Orang-orang bersenjata berseragam memeriksa setiap bangsal, berteriak bahwa mereka mencari orang-orang yang terluka dalam kerusuhan massal yang telah menewaskan banyak orang.
Asel, yang telah tertembak dalam kerusuhan dan dirawat di rumah sakit di kota terbesar di Kazakhstan, Almaty, mengenang pertemuan yang mengerikan itu.
“Salah satu dari mereka berteriak, ‘jika Anda keluar untuk memprotes lagi, kami akan membunuh Anda’.”
Dia percaya orang-orang dengan senjata berasal dari pasukan polisi khusus atau dinas keamanan dan menangkap siapa saja yang telah mengambil bagian dalam protes anti-pemerintah.
Mereka mencoba membawa Asel bersama mereka, tetapi dia terluka parah dan sulit untuk berjalan. Namanya telah diubah untuk melindungi identitasnya.
Seperti banyak orang lain, dia bergabung dengan apa yang dimulai sebagai protes damai terhadap kenaikan harga bahan bakar pada awal Januari. Kazakhstan memiliki beberapa cadangan minyak terbesar di dunia tetapi sebagian besar penduduk tidak berbagi kekayaan.
Demonstrasi dengan cepat berubah menjadi kerusuhan massal dan penjarahan yang menyebabkan pertumpahan darah terburuk dalam 30 tahun kemerdekaan negara bekas Soviet itu.
Pihak berwenang dituduh menggunakan kekuatan berlebihan untuk memulihkan ketertiban. Secara resmi, 225 orang tewas dan banyak lagi yang terluka. Sekitar 10.000 orang telah ditahan setelah kerusuhan, kata pihak berwenang.
Seperti banyak orang lain, Asel, yang berusia 57 tahun, kini khawatir akan ditangkap dan dituduh terlibat dalam kerusuhan itu.

**Data Tersedia**
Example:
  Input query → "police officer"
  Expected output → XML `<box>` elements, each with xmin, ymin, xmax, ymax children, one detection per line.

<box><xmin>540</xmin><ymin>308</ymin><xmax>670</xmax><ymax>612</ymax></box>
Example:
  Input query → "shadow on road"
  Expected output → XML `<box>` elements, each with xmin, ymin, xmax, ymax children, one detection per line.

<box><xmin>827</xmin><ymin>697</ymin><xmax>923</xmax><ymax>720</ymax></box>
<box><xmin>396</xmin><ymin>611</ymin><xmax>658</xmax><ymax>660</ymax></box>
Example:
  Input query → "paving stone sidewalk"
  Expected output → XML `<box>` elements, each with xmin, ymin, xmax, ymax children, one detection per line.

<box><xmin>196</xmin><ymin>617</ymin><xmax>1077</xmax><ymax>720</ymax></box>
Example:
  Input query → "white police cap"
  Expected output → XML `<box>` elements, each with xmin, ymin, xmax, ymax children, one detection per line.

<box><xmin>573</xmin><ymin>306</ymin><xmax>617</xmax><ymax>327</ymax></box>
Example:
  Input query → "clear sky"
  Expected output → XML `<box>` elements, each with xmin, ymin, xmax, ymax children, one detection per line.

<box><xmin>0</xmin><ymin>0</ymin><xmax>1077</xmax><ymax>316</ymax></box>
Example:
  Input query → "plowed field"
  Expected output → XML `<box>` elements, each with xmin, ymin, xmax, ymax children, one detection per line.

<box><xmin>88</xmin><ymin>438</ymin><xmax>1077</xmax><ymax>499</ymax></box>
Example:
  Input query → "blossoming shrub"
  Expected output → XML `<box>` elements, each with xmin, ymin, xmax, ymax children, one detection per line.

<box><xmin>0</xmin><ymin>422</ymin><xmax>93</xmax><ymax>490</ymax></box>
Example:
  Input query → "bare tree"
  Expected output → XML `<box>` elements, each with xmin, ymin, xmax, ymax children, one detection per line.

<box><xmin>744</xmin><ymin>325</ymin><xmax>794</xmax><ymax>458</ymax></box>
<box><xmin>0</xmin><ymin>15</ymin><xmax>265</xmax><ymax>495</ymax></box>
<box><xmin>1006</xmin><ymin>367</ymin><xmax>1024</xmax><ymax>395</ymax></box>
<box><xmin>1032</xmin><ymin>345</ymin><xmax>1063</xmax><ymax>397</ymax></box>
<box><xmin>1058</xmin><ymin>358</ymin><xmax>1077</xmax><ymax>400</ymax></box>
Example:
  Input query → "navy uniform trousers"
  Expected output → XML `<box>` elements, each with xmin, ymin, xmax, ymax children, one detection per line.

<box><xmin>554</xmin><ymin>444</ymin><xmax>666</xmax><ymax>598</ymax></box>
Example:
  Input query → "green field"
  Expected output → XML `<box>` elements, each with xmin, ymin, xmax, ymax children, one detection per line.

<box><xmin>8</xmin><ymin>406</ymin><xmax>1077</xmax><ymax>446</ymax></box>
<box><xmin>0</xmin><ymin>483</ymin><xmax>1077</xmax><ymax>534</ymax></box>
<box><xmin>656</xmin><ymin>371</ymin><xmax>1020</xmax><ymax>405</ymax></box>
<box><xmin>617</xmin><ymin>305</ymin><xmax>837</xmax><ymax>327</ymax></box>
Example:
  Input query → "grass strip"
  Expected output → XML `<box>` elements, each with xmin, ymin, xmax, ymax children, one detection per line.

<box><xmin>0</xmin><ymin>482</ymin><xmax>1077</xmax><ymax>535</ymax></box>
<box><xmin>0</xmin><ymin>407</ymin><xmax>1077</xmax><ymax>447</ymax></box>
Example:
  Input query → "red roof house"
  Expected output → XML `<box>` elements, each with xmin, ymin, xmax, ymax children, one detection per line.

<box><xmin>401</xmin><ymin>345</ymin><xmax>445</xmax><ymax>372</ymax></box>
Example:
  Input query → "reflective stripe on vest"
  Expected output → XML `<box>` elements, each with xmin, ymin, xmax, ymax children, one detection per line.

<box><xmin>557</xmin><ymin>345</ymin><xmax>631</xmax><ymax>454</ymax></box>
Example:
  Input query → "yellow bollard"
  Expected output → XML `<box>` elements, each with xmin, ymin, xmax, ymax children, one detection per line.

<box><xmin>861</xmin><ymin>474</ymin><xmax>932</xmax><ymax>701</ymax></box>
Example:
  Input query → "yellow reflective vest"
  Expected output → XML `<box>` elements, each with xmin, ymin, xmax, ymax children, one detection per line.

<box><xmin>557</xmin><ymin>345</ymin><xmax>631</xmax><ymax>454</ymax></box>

**Tugas Dikerjakan**
Menurut teks tentang kerusuhan di Kazakhstan, berapa jumlah korban tewas secara resmi?

**Hasil Latihan**
Secara resmi, 225 orang tewas.